*SEITENAUSZUG*:
------

Bereits in den 90er Jahren, als Mölln, Hoyerswerda, Rostock und Solingen Schlagzeilen machten, weil desillusionierte und verideologisierte Brandstifter unter dem Applaus ihrer Nachbarn Asylantenheime anzündeten, zeigte sich das Problem im Umgang mit dem rechten Gedankengut – nämlich die Verharmlosung. ‚Es betrifft doch nur ostdeutsche Kleinstädte …‘ – Rostock: klein? Solingen: ostdeutsch?

Diese Verharmlosung war und ist zum einen ein Affront gegen die Opfer solcher Anschläge, denn die Gewalt, die eigentlich nicht zu erklären ist, wird nahezu wertneutral hergeleitet. Zum zweiten war die (falsche) Verallgemeinerung eine Beleidigung für demokratische/rechtsstaatliche und tolerante Menschen zwischen Zinnowitz und Zwickau, die über das nationalsozialistische Problem hinaus, die deutsche Einheit eher behinderte als förderte.

Die Verklärung statt Verhinderung rechtsextremer Taten wurde bis in dieses Jahrtausend weiter geführt. Erst mit dem erfolgslosen Versuch, die NPD im Jahr 2003 zu verbieten und später mit der Schaffung bzw. Ernennung von No-Go-Areas zur Fussballweltmeisterschaft 2006 die Bedeutungen von Macht und Ohnmacht völlig durcheinander zu bringen. ‚Aus den Augen, aus dem Sinn‘ – als politische Marschroute.

Das ist das Kind, was sich die Augen zuhält, um beim Versteckspielen nicht gefunden zu werden.

Das NPD-Verbot scheiterte auch ’nur‘ deshalb, weil der Verfassungsschutz selbst verdeckt in dieser öffentlichen Organisation tätig war, um offiziell Straftaten zu verhindern bzw. Verstöße gegen das Recht zu belegen und zur Anzeige zu bringen. Der Erfolg verhinderter Anschläge, gestoppter Volksverhetzungen und die Prävention von rechter Gewalt lässt sich nur sehr schwer zählen und belegen. Im Gegensatz zu den rechtsterroristischen Straftaten, die deutschlandweit und im Zeitraum von Verbotsdebatte und Sommermärchen unschuldige Mordopfer forderten.

Allein damit hat sich die Präventionsstrategie des Verfassungsschutzes ad absurdum geführt. Die Verdächtigen waren bekannt und die Netzwerke identifiziert. Geholfen hat das nichts, die Zusammenarbeit zwischen Ländern und deren Geheimdiensten verlief stümperhaft bis fahrlässig. Und das in einer Form, die die Frage aufwirft, wer eigentlich wen infiltriert hat: der Verfassungsschutz die rechte Szene oder die rechte Szene den Verfassungsschutz?

------

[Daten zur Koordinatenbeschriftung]
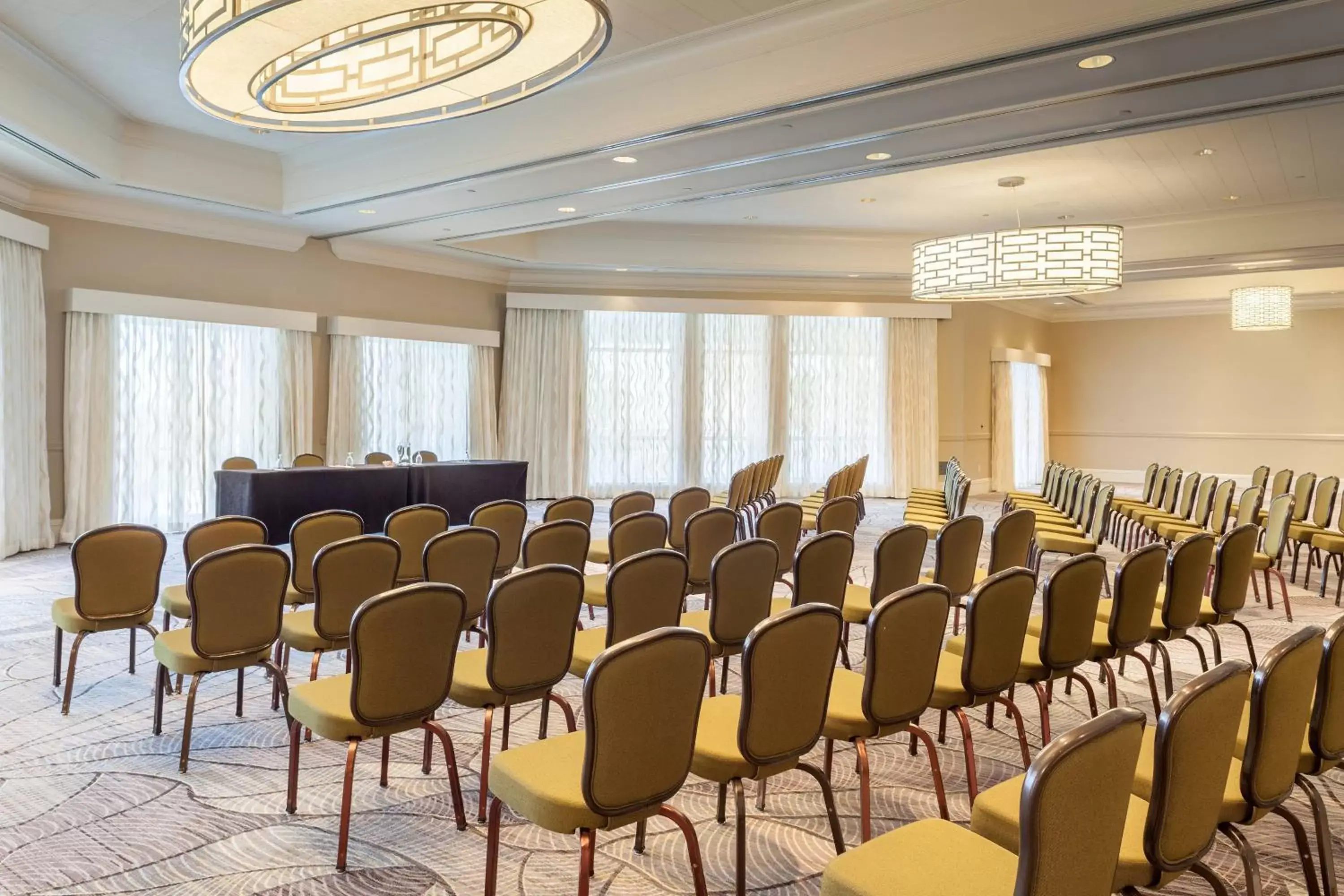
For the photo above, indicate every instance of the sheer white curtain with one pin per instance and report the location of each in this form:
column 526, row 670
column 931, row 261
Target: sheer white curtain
column 25, row 484
column 633, row 401
column 393, row 392
column 836, row 405
column 154, row 406
column 542, row 414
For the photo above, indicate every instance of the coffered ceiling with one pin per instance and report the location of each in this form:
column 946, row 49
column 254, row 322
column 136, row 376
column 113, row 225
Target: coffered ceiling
column 780, row 146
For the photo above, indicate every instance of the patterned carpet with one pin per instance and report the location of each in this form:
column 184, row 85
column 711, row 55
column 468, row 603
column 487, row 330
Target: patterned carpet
column 93, row 802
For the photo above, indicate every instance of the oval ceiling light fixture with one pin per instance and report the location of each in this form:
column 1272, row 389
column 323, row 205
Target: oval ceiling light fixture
column 366, row 65
column 1262, row 308
column 1025, row 263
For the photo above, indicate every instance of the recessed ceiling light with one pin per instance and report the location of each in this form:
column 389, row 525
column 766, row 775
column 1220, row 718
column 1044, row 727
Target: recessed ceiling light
column 1100, row 61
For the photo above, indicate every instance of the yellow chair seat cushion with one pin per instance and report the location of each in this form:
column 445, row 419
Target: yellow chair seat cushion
column 64, row 614
column 717, row 755
column 174, row 650
column 594, row 590
column 929, row 857
column 844, row 711
column 174, row 599
column 588, row 644
column 1065, row 543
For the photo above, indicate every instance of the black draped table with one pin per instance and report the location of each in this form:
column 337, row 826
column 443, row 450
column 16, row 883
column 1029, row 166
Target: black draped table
column 279, row 497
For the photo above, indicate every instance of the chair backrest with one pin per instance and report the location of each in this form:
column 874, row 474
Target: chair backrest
column 644, row 593
column 839, row 515
column 707, row 532
column 117, row 570
column 346, row 574
column 1280, row 712
column 1069, row 612
column 464, row 558
column 1327, row 732
column 237, row 597
column 682, row 505
column 1137, row 578
column 1010, row 539
column 904, row 644
column 412, row 527
column 642, row 708
column 1233, row 569
column 996, row 626
column 629, row 503
column 404, row 646
column 783, row 524
column 1187, row 573
column 530, row 624
column 1276, row 524
column 741, row 582
column 1080, row 782
column 956, row 554
column 221, row 532
column 311, row 534
column 1193, row 751
column 562, row 542
column 822, row 570
column 787, row 669
column 572, row 508
column 507, row 519
column 897, row 560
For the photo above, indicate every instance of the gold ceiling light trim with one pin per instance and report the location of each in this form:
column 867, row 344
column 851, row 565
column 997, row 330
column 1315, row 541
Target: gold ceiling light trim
column 330, row 66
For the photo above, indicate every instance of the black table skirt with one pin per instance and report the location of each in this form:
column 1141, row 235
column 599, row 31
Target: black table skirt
column 279, row 497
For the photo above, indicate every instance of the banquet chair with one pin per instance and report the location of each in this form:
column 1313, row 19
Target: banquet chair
column 996, row 630
column 1189, row 753
column 623, row 505
column 530, row 624
column 1261, row 780
column 464, row 558
column 897, row 559
column 564, row 542
column 643, row 593
column 237, row 602
column 682, row 505
column 201, row 539
column 632, row 534
column 642, row 706
column 783, row 524
column 572, row 508
column 117, row 570
column 346, row 574
column 741, row 582
column 1074, row 801
column 707, row 532
column 787, row 667
column 412, row 527
column 507, row 519
column 404, row 646
column 902, row 648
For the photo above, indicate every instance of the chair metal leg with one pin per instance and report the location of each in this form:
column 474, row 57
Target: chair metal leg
column 347, row 789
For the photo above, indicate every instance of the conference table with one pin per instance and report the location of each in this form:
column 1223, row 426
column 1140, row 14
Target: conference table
column 279, row 497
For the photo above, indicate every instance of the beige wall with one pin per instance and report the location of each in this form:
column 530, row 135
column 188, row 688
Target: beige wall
column 1193, row 393
column 131, row 260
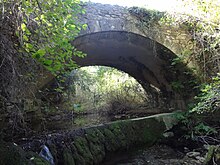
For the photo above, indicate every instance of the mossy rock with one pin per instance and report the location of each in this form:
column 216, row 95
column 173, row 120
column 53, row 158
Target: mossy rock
column 68, row 157
column 111, row 143
column 11, row 154
column 213, row 153
column 119, row 133
column 77, row 158
column 37, row 160
column 83, row 149
column 94, row 135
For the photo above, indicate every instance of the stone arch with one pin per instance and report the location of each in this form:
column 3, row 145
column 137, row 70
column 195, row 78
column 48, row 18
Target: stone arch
column 104, row 17
column 149, row 62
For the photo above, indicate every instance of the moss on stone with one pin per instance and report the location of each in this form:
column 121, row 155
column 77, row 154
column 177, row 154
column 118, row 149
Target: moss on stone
column 209, row 155
column 39, row 161
column 11, row 154
column 68, row 157
column 83, row 149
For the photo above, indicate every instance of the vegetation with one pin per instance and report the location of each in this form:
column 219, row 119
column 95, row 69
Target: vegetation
column 33, row 32
column 104, row 88
column 45, row 29
column 201, row 19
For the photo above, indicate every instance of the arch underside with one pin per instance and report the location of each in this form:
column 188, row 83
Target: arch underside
column 144, row 59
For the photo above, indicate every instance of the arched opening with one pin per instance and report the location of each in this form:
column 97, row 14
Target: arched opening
column 149, row 62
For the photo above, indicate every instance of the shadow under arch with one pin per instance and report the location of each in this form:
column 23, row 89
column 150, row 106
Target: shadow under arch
column 149, row 62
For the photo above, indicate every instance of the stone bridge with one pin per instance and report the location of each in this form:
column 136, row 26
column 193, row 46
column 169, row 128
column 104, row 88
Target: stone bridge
column 133, row 40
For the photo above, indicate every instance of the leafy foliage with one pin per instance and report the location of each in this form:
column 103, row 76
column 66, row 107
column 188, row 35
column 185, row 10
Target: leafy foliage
column 106, row 88
column 201, row 19
column 45, row 29
column 209, row 99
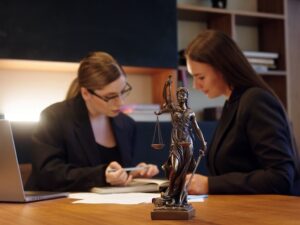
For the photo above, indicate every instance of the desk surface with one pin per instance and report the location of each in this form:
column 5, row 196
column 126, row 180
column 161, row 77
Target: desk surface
column 216, row 210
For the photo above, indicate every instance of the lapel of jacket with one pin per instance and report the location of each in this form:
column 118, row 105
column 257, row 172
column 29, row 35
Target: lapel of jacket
column 229, row 113
column 84, row 132
column 122, row 138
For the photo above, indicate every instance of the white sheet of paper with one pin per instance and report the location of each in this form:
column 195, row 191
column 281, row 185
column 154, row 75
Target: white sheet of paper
column 123, row 198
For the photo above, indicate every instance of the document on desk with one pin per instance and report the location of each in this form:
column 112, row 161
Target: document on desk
column 123, row 198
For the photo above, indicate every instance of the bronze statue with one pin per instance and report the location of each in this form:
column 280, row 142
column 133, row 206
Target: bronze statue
column 173, row 202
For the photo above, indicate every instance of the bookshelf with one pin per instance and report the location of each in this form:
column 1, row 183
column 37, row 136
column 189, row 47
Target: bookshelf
column 266, row 22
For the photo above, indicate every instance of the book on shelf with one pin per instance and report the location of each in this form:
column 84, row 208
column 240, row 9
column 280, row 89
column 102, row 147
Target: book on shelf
column 137, row 185
column 149, row 116
column 129, row 108
column 261, row 61
column 258, row 54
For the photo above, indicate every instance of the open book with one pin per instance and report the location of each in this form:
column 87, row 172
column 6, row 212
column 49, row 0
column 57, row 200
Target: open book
column 137, row 185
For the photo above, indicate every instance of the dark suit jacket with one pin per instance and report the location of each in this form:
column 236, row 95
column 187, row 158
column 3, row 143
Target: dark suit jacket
column 65, row 156
column 252, row 150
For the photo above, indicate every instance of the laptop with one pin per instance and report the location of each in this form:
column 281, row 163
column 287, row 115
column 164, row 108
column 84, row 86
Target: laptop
column 11, row 185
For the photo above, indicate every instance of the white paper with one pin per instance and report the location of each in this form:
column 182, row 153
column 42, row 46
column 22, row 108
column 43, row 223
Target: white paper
column 123, row 198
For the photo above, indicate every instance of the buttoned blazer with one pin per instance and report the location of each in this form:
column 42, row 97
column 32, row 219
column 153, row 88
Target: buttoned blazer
column 64, row 153
column 252, row 150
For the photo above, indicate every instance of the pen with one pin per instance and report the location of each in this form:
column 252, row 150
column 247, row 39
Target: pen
column 129, row 168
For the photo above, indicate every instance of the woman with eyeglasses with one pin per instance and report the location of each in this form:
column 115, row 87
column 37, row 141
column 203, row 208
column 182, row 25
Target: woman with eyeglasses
column 86, row 141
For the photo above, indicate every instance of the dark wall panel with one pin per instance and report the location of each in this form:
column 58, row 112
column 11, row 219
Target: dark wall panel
column 136, row 32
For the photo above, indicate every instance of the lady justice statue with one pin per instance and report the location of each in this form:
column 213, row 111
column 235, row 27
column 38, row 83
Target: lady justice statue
column 173, row 202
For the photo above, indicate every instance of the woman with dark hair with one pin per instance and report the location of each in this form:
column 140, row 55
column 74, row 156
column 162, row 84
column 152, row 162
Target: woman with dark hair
column 253, row 150
column 85, row 141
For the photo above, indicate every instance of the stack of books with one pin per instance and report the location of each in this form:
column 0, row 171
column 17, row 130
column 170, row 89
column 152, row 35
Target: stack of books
column 262, row 61
column 145, row 112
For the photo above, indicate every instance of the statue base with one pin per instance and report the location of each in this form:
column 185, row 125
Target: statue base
column 186, row 212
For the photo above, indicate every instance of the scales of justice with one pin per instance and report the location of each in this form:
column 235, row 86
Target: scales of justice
column 173, row 204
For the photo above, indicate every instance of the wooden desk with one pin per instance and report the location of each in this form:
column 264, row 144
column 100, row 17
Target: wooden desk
column 216, row 210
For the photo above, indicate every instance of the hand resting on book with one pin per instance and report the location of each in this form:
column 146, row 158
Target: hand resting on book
column 116, row 175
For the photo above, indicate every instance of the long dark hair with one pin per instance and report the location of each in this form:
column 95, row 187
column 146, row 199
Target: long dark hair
column 95, row 71
column 221, row 52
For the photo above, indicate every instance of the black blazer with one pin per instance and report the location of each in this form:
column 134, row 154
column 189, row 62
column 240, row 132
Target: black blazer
column 65, row 156
column 252, row 150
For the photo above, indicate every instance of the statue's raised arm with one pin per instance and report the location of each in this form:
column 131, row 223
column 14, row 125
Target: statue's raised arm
column 168, row 105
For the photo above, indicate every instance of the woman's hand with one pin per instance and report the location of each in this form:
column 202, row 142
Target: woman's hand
column 149, row 171
column 118, row 176
column 198, row 184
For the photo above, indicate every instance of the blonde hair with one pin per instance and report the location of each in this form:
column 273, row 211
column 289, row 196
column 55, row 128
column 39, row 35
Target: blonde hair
column 95, row 71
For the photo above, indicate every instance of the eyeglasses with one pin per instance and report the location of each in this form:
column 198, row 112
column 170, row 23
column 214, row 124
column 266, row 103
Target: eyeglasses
column 111, row 99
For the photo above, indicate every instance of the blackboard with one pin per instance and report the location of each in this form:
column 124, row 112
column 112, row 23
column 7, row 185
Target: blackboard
column 135, row 32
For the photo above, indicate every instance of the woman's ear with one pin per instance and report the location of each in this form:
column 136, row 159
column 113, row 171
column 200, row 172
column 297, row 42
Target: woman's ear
column 86, row 95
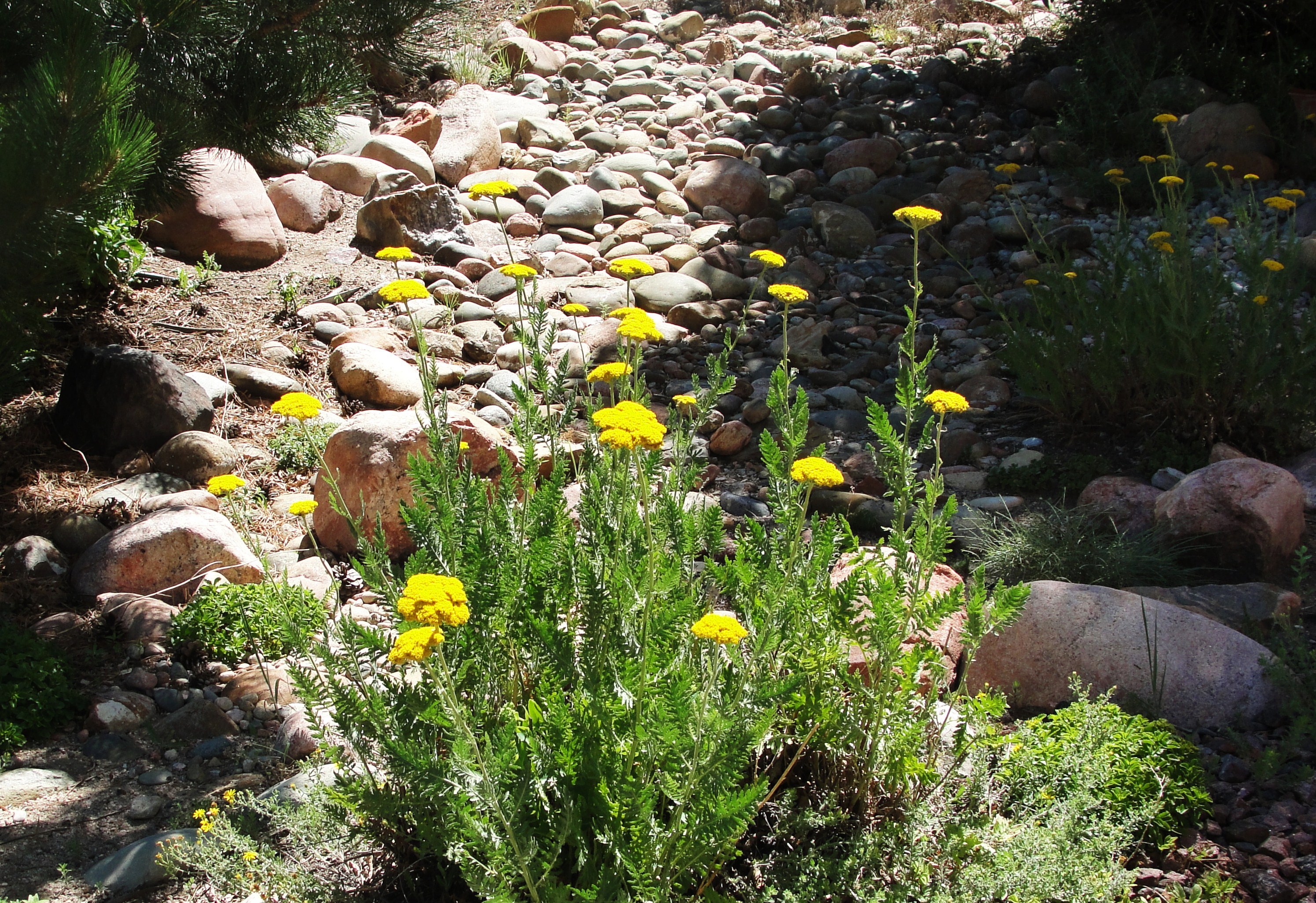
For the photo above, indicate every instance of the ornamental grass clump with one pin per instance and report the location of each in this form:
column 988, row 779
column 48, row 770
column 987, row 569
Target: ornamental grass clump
column 591, row 691
column 1202, row 331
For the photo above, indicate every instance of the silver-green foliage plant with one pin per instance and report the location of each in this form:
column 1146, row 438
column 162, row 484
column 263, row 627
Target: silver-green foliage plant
column 1203, row 333
column 576, row 739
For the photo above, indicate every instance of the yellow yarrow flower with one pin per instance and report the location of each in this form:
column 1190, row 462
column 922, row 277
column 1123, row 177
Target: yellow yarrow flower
column 403, row 290
column 820, row 472
column 770, row 260
column 607, row 373
column 623, row 312
column 943, row 402
column 299, row 406
column 415, row 645
column 498, row 189
column 519, row 271
column 922, row 218
column 788, row 294
column 720, row 629
column 640, row 328
column 630, row 268
column 224, row 485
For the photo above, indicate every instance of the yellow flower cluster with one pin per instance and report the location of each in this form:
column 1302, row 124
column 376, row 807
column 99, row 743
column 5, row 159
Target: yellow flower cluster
column 298, row 405
column 224, row 485
column 720, row 629
column 640, row 328
column 607, row 373
column 922, row 218
column 403, row 290
column 630, row 424
column 788, row 294
column 497, row 189
column 943, row 402
column 820, row 472
column 519, row 271
column 630, row 268
column 415, row 645
column 435, row 601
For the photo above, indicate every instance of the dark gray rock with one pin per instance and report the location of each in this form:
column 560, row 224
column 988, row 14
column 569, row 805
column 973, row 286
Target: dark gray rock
column 119, row 398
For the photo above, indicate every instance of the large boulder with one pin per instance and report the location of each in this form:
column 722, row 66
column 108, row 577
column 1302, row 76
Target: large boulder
column 470, row 141
column 225, row 212
column 422, row 219
column 1246, row 515
column 304, row 205
column 366, row 468
column 729, row 183
column 1209, row 674
column 166, row 549
column 119, row 398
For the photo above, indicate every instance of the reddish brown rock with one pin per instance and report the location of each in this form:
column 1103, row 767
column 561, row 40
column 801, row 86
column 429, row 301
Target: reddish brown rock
column 1129, row 503
column 878, row 154
column 1246, row 512
column 227, row 212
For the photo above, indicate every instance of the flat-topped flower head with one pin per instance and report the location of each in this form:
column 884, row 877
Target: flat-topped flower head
column 639, row 327
column 609, row 373
column 303, row 507
column 299, row 406
column 820, row 472
column 519, row 271
column 943, row 402
column 497, row 189
column 224, row 485
column 719, row 627
column 415, row 645
column 403, row 290
column 623, row 312
column 920, row 218
column 789, row 294
column 630, row 268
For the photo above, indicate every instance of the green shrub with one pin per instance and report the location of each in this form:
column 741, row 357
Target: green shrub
column 1177, row 340
column 232, row 621
column 298, row 447
column 1131, row 765
column 1080, row 547
column 1067, row 475
column 36, row 689
column 574, row 739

------

*AUFGABEN*:
1) Welche Städte nennt der Text über Rechtsextremismus in seinem ersten Absatz?
2) Setzen Sie den Text über Rechtsextremismus im Anschluss an seinen letzten Satz fort.
Die Einträge stammen aus einer anderen Quelle.

*LÖSUNGEN*:
1) Mölln, Hoyerswerda, Rostock, Solingen

2)
Und auch wenn der Staat nicht aktiv in Irrungen und Wirrungen rechter Propaganda verstrickt sein sollte, weil damit die Glaubwürdigkeit und das Vertrauen in die Demokratie mehr als erschüttert wäre, so ist dies kein Plädoyer für ein Verbot des größten deutschen Zusammenschlusses rechten Gedankenguts (NPD).

Menschenverachtung, Sadismus, Unaufgeklärtheit, Dummheit – oder was auch immer Menschen dazubringt, sich rechts außen zu organisieren und (ver-)führen zu lassen, kann man nicht verbieten. Verbote sorgen für eine weiteren Abkapselung vom rechten Rand einer Gesellschaft und stärken maximal den Zusammenhalt dieser Gruppierung gegen die, die ein Verbot fordern, fördern und goutieren.

Trotzdem und gerade deshalb müssen Verbrecher zur Verantwortung gezogen werden. Rechtsextremes und rechtsterroristisches Verhalten oder der Aufruf dazu, müssen strafrechtlich verfolgt werden können. (Zum Schutz verdeckter Ermittler ist dies tatsächlich nicht immer der Fall.) Zweitens muss die Politik eine aufgeklärte Gesellschaft als Ziel definieren und entsprechend investieren. Dazu zählen Kinder- und Jugendeinrichtingen, Bildungsinitiativen und ein öffentlicher, ehrlicher Diskurs in Bezug auf die realen Herausforderungen.

Und schließlich müssen auch die Medien ihrer Verantwortung gerecht werden. Gezielte Tötungen von Ausländern (und Polizisten) dürfen nicht einer Mafia zugeschrieben werden, nur weil es sich besser verkauft. Terroristische Anschläge dürfen nicht als ‚Döner-Morde‘ verharmlost werden.

Opfer verdienen Respekt und Anteilnahme. Täter verdienen eine gerechte Strafe. Demokratie braucht eine Gesellschaft, die nicht wegguckt und Politiker, die Probleme nicht ignorieren, sondern lösen wollen.